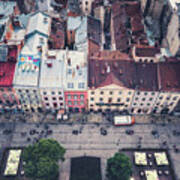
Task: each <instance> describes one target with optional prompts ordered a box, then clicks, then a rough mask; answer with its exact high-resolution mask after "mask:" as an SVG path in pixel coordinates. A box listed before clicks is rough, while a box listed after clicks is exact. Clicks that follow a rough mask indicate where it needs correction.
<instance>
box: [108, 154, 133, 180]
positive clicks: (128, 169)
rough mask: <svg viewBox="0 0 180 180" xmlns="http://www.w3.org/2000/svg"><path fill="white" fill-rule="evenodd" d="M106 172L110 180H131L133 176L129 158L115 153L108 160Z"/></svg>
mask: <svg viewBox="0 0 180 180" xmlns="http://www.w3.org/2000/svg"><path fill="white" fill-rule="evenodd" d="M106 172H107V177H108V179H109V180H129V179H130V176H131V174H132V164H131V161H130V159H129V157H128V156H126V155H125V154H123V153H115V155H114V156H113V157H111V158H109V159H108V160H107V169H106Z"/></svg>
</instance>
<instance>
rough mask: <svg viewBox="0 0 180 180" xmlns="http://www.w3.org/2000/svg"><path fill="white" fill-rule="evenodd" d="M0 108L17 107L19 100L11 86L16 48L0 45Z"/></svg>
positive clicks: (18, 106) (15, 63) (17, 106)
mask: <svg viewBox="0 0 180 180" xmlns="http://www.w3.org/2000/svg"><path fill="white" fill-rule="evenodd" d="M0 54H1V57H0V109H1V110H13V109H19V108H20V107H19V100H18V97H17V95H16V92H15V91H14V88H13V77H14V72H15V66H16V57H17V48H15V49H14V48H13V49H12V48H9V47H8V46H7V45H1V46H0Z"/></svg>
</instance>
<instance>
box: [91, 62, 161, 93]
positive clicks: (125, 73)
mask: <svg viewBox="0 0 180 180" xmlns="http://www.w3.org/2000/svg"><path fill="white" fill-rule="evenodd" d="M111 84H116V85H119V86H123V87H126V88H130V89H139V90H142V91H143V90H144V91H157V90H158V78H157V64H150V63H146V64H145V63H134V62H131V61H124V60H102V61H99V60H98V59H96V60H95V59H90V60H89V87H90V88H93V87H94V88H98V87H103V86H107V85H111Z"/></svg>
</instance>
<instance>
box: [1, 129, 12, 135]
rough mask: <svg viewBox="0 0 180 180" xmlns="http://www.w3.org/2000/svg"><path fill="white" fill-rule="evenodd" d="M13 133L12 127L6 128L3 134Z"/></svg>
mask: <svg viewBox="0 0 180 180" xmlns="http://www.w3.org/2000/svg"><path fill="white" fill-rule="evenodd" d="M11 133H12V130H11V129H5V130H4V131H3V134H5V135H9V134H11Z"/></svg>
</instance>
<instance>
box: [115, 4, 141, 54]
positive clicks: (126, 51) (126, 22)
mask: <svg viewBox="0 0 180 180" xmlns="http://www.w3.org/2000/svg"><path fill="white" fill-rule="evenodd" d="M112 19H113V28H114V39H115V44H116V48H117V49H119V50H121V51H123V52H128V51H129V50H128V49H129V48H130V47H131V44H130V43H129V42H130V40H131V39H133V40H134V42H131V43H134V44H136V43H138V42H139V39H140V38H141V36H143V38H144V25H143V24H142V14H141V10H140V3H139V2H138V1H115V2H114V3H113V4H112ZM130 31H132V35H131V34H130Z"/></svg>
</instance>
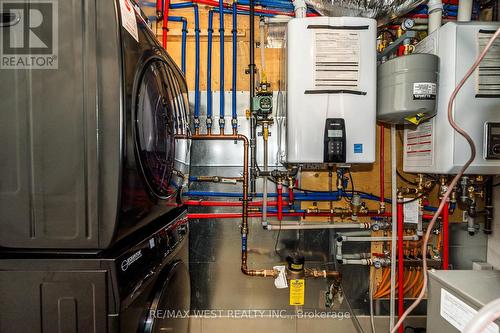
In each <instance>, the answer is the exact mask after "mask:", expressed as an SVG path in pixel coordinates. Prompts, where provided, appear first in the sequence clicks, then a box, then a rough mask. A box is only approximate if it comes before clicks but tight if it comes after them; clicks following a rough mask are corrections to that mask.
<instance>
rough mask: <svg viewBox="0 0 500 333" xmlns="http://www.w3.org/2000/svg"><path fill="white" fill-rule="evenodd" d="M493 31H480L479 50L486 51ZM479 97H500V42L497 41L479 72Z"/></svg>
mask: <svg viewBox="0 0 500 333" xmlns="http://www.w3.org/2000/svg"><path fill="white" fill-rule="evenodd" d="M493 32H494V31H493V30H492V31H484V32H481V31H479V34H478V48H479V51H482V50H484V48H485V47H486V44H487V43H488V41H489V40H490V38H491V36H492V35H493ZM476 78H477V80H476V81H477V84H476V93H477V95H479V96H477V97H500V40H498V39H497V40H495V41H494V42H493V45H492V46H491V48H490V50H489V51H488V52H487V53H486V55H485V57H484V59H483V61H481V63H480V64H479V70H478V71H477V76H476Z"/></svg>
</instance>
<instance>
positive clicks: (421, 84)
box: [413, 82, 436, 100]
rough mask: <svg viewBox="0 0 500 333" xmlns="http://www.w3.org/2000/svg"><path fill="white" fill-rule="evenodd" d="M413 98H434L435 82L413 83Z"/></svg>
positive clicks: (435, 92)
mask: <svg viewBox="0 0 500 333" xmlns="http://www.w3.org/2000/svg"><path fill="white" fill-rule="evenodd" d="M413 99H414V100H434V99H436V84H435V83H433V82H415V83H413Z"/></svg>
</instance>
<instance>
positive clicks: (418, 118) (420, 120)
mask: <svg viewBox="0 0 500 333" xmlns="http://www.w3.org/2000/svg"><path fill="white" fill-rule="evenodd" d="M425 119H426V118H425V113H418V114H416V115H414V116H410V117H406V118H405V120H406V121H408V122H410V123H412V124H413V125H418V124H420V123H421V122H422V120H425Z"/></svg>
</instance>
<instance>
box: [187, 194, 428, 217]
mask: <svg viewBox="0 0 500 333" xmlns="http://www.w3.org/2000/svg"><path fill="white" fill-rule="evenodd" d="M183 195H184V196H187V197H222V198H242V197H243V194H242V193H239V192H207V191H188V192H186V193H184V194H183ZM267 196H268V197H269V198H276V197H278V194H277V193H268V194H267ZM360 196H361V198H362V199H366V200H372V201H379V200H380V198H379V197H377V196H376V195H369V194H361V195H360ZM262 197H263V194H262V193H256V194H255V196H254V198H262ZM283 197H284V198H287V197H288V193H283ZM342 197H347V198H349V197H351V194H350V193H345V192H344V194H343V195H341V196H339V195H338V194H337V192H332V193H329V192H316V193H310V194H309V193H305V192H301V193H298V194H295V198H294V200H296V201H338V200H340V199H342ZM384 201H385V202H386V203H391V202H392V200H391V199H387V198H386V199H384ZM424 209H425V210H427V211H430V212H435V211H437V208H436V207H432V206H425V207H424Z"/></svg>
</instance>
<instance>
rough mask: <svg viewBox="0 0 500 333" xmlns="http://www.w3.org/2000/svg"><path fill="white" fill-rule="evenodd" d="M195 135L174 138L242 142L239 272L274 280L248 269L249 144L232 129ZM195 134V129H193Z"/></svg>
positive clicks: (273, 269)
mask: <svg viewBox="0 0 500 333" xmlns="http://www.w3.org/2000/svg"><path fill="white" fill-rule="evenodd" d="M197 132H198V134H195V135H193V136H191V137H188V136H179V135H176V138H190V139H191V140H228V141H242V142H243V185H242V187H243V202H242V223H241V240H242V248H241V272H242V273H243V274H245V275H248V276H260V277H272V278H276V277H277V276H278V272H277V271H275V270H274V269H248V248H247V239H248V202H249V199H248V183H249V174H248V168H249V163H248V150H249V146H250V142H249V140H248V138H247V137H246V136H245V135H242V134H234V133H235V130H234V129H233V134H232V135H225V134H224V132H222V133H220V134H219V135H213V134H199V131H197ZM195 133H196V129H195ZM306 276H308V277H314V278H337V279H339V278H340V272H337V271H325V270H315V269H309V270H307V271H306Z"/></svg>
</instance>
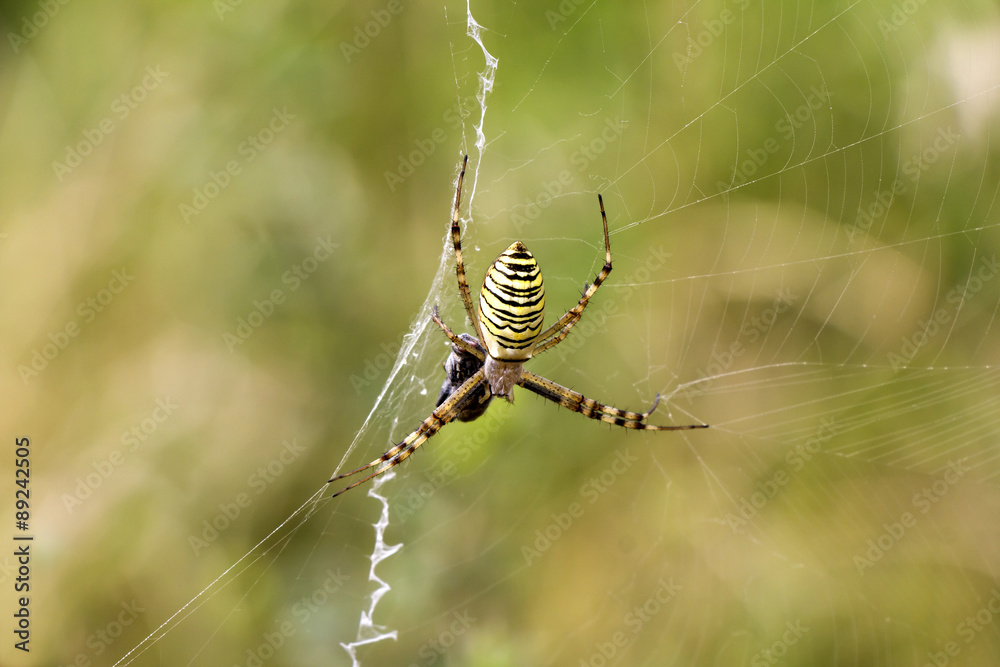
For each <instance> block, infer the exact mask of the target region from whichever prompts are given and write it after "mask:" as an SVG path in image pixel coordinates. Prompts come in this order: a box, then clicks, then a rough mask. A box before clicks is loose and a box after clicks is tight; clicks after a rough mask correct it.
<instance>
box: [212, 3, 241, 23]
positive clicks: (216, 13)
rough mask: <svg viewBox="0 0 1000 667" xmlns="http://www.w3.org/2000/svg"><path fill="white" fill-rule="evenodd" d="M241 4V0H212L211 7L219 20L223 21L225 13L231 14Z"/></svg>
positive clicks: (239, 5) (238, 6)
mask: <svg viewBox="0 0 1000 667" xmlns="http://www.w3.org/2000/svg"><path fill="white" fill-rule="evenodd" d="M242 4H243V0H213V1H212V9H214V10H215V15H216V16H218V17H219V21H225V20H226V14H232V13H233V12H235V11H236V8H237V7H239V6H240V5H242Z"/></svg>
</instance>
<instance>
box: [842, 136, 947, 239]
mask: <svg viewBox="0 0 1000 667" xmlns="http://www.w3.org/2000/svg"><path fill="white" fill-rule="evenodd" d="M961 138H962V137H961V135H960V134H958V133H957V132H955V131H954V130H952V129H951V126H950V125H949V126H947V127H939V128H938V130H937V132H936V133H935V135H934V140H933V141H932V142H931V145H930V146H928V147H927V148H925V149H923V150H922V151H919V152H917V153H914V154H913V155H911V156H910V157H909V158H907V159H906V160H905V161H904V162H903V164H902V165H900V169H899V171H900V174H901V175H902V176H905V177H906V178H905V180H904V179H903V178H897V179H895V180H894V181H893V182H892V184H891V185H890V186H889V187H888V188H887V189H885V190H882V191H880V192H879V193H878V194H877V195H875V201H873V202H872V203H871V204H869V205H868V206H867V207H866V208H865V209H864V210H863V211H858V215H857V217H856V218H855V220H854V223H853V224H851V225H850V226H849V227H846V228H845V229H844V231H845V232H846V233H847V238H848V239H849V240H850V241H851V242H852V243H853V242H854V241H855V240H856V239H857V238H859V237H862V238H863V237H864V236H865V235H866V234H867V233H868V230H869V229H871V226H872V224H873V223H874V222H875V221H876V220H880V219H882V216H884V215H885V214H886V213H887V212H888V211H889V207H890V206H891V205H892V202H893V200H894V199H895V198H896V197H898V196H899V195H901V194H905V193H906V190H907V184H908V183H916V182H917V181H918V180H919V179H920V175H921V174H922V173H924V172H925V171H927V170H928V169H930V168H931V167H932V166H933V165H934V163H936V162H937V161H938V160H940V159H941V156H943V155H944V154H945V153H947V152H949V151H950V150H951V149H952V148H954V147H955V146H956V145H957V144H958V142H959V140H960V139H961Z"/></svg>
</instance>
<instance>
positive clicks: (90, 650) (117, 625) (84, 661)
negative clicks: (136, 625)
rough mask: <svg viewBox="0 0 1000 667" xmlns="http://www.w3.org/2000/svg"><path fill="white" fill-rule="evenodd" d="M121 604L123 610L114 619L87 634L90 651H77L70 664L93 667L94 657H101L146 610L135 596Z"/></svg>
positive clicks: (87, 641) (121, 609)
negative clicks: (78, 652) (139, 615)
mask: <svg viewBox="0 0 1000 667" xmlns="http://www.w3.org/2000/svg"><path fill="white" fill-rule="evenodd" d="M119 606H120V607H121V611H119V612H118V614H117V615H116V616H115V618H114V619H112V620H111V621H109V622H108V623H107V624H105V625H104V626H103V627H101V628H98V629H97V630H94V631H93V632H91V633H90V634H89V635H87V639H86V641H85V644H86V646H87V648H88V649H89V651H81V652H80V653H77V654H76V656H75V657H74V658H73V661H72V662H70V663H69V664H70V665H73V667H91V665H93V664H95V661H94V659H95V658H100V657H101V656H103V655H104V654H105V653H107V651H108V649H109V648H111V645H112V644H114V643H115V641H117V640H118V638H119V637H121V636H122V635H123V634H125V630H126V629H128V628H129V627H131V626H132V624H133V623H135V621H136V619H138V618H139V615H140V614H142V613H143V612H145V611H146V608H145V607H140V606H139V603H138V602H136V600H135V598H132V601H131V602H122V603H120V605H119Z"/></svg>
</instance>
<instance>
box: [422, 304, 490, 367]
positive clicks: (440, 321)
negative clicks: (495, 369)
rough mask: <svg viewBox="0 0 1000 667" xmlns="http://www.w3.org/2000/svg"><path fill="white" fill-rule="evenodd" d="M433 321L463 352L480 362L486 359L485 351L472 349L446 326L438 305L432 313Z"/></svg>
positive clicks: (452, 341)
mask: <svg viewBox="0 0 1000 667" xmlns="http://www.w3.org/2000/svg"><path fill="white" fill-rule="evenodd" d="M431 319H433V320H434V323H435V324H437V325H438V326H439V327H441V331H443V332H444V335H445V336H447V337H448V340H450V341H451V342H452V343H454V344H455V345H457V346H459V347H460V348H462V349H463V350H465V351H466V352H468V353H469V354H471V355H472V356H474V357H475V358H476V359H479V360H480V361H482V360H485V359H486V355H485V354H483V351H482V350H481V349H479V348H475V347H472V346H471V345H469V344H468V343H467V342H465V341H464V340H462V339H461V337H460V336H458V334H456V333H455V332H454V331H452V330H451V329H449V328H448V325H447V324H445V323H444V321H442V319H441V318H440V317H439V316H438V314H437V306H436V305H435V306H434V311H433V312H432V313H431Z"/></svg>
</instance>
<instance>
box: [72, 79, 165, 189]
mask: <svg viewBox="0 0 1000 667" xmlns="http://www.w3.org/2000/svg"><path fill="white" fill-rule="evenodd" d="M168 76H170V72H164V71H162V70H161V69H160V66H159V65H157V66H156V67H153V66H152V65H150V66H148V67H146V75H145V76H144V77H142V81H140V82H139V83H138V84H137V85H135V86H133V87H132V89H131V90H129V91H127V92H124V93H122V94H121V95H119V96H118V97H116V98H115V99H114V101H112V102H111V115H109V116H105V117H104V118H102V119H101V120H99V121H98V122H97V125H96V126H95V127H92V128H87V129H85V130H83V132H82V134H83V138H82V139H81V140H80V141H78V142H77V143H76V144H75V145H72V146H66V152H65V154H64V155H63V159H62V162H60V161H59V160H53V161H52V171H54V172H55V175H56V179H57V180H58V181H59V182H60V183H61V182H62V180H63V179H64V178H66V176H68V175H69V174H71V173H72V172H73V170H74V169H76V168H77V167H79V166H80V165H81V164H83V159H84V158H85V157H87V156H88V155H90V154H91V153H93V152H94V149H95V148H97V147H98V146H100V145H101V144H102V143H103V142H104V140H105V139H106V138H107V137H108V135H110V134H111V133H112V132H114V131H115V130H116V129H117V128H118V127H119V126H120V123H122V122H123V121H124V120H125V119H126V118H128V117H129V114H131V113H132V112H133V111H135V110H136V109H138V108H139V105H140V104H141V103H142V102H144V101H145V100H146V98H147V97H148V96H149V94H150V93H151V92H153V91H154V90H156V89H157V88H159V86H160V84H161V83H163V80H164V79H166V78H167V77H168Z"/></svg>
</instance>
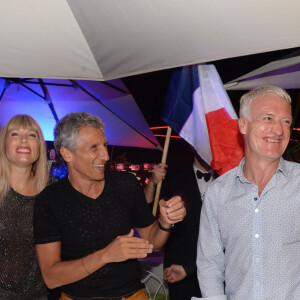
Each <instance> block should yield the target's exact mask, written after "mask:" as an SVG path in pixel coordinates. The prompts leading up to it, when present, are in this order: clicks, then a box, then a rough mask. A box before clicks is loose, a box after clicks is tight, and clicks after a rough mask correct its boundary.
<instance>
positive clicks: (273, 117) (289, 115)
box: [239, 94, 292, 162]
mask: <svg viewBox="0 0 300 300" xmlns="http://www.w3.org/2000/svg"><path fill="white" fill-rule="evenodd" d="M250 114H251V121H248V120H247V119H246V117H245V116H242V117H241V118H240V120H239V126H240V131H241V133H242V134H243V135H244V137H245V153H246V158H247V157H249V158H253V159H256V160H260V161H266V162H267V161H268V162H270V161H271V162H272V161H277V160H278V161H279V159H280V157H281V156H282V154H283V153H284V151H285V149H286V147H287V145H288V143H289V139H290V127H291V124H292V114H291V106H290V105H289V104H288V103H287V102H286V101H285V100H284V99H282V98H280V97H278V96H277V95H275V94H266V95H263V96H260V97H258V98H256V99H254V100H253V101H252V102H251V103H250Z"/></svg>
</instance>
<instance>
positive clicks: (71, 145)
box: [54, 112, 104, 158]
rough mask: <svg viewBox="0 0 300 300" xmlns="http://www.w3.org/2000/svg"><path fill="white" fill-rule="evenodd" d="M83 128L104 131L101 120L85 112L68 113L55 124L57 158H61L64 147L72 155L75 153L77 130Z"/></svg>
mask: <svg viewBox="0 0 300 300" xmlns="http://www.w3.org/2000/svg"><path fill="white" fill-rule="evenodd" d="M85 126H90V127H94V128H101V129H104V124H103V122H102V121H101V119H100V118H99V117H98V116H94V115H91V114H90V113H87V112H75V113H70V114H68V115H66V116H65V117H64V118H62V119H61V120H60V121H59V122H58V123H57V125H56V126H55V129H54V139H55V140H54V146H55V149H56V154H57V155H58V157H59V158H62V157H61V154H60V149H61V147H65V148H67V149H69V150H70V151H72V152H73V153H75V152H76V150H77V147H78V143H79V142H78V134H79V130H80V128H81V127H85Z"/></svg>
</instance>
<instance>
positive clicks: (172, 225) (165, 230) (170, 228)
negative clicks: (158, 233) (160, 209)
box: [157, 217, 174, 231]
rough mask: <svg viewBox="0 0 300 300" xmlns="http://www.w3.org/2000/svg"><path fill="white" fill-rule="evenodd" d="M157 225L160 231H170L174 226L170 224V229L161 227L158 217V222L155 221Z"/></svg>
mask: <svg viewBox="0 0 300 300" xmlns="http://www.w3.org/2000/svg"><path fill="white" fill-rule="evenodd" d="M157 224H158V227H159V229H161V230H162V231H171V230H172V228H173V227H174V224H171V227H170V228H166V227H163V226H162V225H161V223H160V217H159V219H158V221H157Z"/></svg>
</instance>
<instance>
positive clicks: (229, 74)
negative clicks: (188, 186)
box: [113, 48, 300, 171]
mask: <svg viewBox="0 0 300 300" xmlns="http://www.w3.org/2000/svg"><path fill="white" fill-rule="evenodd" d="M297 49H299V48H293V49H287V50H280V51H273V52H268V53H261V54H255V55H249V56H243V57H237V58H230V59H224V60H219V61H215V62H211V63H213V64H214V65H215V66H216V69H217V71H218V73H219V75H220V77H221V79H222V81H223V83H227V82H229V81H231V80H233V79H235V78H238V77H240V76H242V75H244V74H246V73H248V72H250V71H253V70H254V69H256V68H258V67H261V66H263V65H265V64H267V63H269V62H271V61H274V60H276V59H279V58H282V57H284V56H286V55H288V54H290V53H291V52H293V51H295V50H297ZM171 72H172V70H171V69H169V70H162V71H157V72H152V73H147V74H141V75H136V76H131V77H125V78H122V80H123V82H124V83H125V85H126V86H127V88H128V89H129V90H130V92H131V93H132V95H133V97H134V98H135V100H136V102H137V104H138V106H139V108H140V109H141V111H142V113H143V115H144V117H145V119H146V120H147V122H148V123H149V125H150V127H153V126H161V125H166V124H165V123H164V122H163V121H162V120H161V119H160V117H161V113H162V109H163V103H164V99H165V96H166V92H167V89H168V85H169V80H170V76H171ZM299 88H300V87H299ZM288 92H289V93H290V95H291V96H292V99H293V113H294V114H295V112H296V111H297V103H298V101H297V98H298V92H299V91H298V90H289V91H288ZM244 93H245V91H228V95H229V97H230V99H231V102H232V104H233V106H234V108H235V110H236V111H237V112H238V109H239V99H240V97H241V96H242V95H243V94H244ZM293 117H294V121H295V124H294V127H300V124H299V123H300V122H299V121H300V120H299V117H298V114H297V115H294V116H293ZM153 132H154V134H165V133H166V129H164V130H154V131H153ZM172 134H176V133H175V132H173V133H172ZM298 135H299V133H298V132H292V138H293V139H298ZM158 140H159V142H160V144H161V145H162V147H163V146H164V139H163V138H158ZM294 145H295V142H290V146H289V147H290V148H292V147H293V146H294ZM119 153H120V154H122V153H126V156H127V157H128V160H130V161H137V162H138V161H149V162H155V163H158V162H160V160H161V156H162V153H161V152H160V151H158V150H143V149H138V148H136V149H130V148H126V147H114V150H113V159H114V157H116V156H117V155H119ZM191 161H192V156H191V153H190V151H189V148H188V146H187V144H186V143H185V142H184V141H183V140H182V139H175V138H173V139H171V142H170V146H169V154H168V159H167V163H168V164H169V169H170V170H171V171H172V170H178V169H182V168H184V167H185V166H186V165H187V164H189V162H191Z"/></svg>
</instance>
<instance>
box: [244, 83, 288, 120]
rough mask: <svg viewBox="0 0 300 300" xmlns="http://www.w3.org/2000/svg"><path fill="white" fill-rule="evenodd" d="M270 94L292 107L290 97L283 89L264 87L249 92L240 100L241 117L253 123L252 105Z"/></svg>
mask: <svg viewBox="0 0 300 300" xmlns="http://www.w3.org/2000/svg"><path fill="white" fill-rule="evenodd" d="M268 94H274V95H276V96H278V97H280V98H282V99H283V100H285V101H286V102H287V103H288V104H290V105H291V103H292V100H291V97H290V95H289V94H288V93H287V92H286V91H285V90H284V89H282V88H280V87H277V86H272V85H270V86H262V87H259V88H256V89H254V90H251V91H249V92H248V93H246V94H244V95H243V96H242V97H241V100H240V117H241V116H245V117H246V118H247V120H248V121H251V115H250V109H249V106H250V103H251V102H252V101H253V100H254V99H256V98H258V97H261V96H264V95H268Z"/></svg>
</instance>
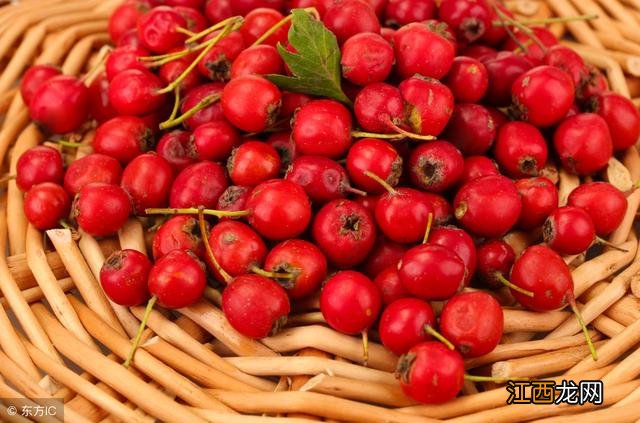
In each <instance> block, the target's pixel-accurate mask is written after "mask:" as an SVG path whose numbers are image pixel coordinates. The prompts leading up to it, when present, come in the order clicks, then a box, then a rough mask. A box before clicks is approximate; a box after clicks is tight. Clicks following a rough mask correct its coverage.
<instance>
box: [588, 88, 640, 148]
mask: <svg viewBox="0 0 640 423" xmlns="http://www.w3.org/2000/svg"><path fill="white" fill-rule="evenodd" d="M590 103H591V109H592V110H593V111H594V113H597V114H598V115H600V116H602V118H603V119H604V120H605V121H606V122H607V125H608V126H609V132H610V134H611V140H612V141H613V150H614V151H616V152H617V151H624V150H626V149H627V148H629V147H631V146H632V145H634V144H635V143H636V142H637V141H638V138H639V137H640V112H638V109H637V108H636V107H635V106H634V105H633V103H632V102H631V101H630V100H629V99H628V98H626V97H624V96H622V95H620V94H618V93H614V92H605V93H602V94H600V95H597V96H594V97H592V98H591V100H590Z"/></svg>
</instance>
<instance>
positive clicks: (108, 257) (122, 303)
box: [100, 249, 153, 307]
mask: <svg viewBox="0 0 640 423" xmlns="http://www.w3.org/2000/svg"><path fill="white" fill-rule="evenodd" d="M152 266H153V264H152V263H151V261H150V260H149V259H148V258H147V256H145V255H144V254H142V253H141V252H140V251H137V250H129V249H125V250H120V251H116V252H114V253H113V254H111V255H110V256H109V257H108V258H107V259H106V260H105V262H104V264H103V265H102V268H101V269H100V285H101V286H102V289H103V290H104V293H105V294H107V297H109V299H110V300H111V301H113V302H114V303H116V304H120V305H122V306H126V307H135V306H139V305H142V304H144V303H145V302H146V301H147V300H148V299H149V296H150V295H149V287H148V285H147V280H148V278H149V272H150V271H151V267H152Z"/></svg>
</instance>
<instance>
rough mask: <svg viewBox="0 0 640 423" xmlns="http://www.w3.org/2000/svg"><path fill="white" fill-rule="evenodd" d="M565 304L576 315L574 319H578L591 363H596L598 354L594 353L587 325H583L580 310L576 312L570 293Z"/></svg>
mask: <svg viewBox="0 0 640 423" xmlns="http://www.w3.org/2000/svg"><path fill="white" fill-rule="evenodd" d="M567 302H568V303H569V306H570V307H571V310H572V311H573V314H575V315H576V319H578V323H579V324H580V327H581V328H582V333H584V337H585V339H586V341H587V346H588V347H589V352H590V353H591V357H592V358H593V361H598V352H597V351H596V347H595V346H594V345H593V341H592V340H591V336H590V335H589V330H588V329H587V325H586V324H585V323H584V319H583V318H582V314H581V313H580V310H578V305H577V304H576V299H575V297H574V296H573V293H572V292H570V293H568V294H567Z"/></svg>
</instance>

★ ★ ★ ★ ★ ★ ★

THE PROBLEM - Collect every line of the records that contains the string "written", matching case exactly.

OUTPUT OF THE EXERCISE -
Each <instance> block should yield the target's exact mask, written after "mask:" as an SVG path in pixel coordinates. The prompts leading up to it, when present, are in this order: clicks, then a box, then a rough mask. A box before clicks is loose, a box after clicks is tight, and clicks after a rough mask correct its boundary.
In each <instance> block, the target's pixel-accurate mask is written after "mask:" as an SVG path whose numbers are image pixel coordinates. The prompts leading up to it, when present, come in the order clicks, then a box, then a rough mask. A box before clicks is approximate; a box after clicks is tight. Clicks following a rough mask correct its coverage.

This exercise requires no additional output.